Чехов стал мне близок и дорог, понятен и осязаем, потому что мысли его вызывают бездну эмоциональных ассоциаций с тем, что нынче совершается у нас на глазах, дома, в наших родных стенах. Потрясающее открытие, и в то же время так просто — оказывается, он в свое время пережил многое из того, что переживаем — проживаем мы сейчас.

Письма Чехова заставляли трезветь, более пристально всматриваться в реалии жизни, в поступки тех, кто тебя ежедневно окружает, с кем общаешься, от кого зависишь... «Я не верю в нашу интеллигенцию, лицемерную, фальшивую, истеричную, невоспитанную, ленивую, не верю даже тогда, когда она страдает и жалуется, ибо ее притеснитель выходит из ее же недр... Я вижу спасение в отдельных личностях...»

Сказано беспощадно резко. Вначале мысль ошарашивает и... заставляет задуматься. Когда вспоминаешь, как блистательные, «самые передовые» представители теперешней нашей интеллигенции годы и годы убивали на то, чтобы проталкивать свои спектакли — «лениниану» — на государственную премию, а затем, в иные времена, в прямом эфире на телевидении сжигали свой партийный билет, и далее, по прошествии времени, опять же прилюдно, каялись в этом, — поневоле убеждаешься в истинности чеховских слов. В них предостережение каждому, кто причисляет себя к этой прослойке общества. Может быть, не лишним будет всем, кто считает себя интеллигентом, хоть изредка соотносить свои поступки с беспощадными чеховскими прилагательными.

Записанные данные
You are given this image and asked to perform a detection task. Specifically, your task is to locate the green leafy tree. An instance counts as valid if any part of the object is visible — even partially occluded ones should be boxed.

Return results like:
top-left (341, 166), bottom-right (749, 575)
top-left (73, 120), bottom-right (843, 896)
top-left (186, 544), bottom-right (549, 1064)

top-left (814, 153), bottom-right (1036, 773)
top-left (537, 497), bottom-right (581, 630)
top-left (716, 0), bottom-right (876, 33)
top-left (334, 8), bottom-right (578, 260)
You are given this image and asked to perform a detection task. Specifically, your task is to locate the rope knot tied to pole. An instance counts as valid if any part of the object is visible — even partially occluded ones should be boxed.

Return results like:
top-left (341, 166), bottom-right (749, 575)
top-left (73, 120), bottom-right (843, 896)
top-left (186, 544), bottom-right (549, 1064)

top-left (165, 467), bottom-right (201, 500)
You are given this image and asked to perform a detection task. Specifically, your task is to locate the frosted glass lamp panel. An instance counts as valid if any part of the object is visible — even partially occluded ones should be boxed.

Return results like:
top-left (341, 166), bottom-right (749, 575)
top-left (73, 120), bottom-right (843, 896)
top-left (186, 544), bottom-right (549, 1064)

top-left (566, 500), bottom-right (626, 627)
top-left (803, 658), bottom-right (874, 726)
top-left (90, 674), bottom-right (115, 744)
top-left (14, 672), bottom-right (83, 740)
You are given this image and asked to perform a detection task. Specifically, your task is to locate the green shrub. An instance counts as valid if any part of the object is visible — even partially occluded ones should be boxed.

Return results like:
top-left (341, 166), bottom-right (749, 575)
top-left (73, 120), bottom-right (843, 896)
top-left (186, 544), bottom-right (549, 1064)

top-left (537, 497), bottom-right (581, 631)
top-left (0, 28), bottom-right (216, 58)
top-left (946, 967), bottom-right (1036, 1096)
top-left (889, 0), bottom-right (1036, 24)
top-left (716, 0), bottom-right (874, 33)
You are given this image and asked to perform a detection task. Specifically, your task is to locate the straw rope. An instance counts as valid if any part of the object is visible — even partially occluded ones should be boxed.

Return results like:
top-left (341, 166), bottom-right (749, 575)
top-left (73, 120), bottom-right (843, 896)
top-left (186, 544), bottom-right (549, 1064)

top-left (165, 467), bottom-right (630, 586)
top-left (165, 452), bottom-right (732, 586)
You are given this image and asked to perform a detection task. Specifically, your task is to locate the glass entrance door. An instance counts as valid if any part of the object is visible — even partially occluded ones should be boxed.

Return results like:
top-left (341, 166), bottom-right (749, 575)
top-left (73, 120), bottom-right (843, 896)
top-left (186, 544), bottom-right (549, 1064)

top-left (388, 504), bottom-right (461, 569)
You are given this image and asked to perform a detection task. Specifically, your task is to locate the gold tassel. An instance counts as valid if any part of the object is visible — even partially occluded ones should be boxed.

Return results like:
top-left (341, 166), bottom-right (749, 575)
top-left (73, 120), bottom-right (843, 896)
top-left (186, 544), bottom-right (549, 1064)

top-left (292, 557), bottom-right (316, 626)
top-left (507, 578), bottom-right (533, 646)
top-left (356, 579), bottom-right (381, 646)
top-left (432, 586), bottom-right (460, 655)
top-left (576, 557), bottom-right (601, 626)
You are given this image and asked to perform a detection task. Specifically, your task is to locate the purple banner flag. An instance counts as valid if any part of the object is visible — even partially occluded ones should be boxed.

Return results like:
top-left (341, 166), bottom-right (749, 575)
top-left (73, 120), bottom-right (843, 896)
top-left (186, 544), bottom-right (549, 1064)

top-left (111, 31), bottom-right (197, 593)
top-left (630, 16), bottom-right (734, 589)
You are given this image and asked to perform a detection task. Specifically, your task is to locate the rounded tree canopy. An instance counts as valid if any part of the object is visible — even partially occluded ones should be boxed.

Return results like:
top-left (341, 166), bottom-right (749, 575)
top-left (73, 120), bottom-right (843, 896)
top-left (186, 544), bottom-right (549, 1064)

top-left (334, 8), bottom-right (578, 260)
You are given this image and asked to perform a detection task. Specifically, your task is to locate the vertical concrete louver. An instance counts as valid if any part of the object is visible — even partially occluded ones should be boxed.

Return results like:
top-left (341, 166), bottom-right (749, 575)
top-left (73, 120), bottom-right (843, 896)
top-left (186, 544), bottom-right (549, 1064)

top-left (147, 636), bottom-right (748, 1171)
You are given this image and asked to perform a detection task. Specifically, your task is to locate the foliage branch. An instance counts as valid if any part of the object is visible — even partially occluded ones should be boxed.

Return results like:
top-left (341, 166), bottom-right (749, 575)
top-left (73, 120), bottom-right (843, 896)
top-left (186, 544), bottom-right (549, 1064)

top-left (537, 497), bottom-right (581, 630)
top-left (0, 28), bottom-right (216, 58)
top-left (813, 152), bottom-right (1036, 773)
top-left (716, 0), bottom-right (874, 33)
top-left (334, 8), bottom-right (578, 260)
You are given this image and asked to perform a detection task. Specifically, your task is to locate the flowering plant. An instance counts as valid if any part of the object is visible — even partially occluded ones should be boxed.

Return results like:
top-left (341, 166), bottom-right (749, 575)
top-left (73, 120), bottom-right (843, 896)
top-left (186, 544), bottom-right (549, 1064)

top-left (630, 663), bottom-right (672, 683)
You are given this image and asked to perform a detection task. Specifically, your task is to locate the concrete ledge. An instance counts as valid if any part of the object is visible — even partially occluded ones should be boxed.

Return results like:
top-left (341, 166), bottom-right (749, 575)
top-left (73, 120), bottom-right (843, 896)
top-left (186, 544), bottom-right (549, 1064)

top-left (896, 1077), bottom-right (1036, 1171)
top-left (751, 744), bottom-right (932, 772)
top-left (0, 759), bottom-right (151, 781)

§ Задания к упражнению:
(a) В чём, по словам Чехова из цитаты в тексте о его письмах, он видит спасение?
(b) Продолжите текст о письмах Чехова, начав сразу после его последнего предложения.

§ Ответы:
(a) В отдельных личностях.

(b)
Кстати, сходные мысли об интеллигенции можно найти у Горького. Практически им посвящена вся его пьеса «Дачники». Я ставил ее в молодости в Киеве — там замечательно играли истеричных лицемеров, выбившихся в интеллигенцию, Ю.Н.Мажуга, Н.Н.Рушковский, А.Г.Решетников. Только позже я осознал, почему из всей русской классики (когда директор театра Леонид Тимофеевич Куропатенко попросил меня подумать о нeй) я назвал «Дачников». Может, у меня возникли ассоциации с моей учебой в Ленинграде, с постановкой преддипломного спектакля в Москве, где я вдоволь насмотрелся и испытал на себе неискреннюю, лицемерную элегантность тех, с кем приходилось сталкиваться по жизни. Их поступки были для меня открытием — вроде все так интеллигентно, и все так фальшиво...

Отдельно стоят письма с Сахалина. «...Я видел все. Я вставал каждый день в шесть часов утра, сделал перепись всего сахалинского населения, говорил с каждым. Видел наказание плетьми, после чего мне ночи три или четыре снился палач и отвратительная кобыла, беседовал, с прикованными к тачкам...»

Кто еще из русских писателей совершил такой, без преувеличения, беспримерный подвиг, отправившись на Сахалин, который, по выражению А.Суворина, «никому не нужен и ни для кого не интересен» (а ведь так считали многие); отправившись после шести лет весеннего кровохаркания — начавшейся чахотки, — не афишируя поездку, не трубя о ней... Вдумаемся: пересечь всю Россию, чуть не утонуть, переправляясь на лодке через ледяную Томь, вставать в шесть утра и — одному! — сделать перепись всего населения Сахалина?.. Может быть, это было нравственным очищением после атмосферы всеобщей журналистской фальши в Москве?..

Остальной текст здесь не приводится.